[Dataset entries]
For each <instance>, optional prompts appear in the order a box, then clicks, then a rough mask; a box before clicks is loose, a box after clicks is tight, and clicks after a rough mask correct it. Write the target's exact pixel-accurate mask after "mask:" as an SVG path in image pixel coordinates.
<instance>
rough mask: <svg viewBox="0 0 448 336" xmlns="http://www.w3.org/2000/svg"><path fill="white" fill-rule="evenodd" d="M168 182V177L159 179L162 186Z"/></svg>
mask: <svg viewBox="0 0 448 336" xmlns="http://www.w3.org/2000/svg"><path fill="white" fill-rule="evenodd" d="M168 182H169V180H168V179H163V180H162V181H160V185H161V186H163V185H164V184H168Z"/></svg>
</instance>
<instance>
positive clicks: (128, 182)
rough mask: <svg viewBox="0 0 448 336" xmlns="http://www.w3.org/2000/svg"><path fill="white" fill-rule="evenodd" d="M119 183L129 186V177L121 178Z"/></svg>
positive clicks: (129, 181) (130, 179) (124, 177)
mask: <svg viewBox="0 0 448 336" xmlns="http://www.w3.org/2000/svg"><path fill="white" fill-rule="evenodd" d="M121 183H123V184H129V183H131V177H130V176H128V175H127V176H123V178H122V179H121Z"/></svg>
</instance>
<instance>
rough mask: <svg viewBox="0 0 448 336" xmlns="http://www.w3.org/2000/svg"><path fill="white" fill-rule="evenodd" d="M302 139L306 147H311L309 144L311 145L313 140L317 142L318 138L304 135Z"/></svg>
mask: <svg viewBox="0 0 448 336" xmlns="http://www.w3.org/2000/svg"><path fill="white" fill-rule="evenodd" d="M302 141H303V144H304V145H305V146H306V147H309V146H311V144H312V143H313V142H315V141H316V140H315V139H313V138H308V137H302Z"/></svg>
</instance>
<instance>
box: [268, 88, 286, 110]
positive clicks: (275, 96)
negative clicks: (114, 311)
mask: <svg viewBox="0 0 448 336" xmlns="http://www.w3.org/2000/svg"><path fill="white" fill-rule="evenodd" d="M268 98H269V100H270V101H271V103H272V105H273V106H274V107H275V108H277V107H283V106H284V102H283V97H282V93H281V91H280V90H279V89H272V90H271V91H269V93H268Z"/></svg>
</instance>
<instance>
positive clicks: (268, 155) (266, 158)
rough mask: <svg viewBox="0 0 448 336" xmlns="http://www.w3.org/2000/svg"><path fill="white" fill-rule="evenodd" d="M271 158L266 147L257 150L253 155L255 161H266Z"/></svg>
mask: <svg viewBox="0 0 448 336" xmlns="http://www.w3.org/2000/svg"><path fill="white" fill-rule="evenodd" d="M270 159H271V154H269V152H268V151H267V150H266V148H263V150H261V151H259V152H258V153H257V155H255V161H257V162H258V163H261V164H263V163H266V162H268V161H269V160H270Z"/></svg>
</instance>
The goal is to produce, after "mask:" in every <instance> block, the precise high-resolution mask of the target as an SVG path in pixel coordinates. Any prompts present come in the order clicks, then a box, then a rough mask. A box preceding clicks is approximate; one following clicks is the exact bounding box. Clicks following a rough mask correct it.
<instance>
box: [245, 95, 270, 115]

■ **Task brief**: The entire set of records should be returned exactly.

■ **Solved exercise**:
For each <instance>, optional prompts appear in the order a box, then clicks, then a rough mask; a box before clicks is loose, a box after clicks is tight, and clicks after a rough mask correct it. Write the target's exact pixel-accurate mask after "mask:" as an SVG path in image pixel coordinates.
<instance>
rough mask: <svg viewBox="0 0 448 336" xmlns="http://www.w3.org/2000/svg"><path fill="white" fill-rule="evenodd" d="M168 182V177L159 179L162 186Z"/></svg>
mask: <svg viewBox="0 0 448 336" xmlns="http://www.w3.org/2000/svg"><path fill="white" fill-rule="evenodd" d="M168 182H169V180H168V179H163V180H162V181H160V185H161V186H163V185H164V184H168Z"/></svg>
</instance>
<instance>
positive clicks: (128, 182)
rough mask: <svg viewBox="0 0 448 336" xmlns="http://www.w3.org/2000/svg"><path fill="white" fill-rule="evenodd" d="M119 183L129 186V177L121 178Z"/></svg>
positive clicks: (129, 181) (130, 179) (124, 177)
mask: <svg viewBox="0 0 448 336" xmlns="http://www.w3.org/2000/svg"><path fill="white" fill-rule="evenodd" d="M121 183H123V184H129V183H131V177H130V176H128V175H127V176H123V178H122V179H121Z"/></svg>
</instance>
<instance>
rough mask: <svg viewBox="0 0 448 336" xmlns="http://www.w3.org/2000/svg"><path fill="white" fill-rule="evenodd" d="M302 139L306 147H311L309 144L311 145L313 140L317 142L318 138L304 135Z"/></svg>
mask: <svg viewBox="0 0 448 336" xmlns="http://www.w3.org/2000/svg"><path fill="white" fill-rule="evenodd" d="M302 141H303V144H304V145H305V146H306V147H309V146H311V144H312V143H313V142H315V141H316V140H315V139H313V138H308V137H302Z"/></svg>
</instance>
<instance>
box: [268, 88, 286, 110]
positive clicks: (275, 96)
negative clicks: (114, 311)
mask: <svg viewBox="0 0 448 336" xmlns="http://www.w3.org/2000/svg"><path fill="white" fill-rule="evenodd" d="M268 98H269V100H270V101H271V103H272V105H273V106H274V107H275V108H277V107H283V106H284V102H283V97H282V93H281V91H280V90H279V89H272V90H271V91H269V93H268Z"/></svg>
</instance>
<instance>
positive clicks: (268, 155) (266, 158)
rough mask: <svg viewBox="0 0 448 336" xmlns="http://www.w3.org/2000/svg"><path fill="white" fill-rule="evenodd" d="M271 158L266 147L257 150L253 155L255 161H266Z"/></svg>
mask: <svg viewBox="0 0 448 336" xmlns="http://www.w3.org/2000/svg"><path fill="white" fill-rule="evenodd" d="M270 159H271V154H269V152H268V151H267V150H266V148H263V150H261V151H259V152H258V153H257V155H255V161H257V162H258V163H261V164H263V163H266V162H268V161H269V160H270Z"/></svg>
</instance>
The goal is to produce, after "mask:" in every <instance> block, the precise high-resolution mask of the target as an SVG path in pixel coordinates. Any prompts present come in the order clicks, then a box, then a rough mask. A box preceding clicks is approximate; one following clicks is the exact bounding box. Clicks following a rough mask correct it.
<instance>
box: [245, 95, 270, 115]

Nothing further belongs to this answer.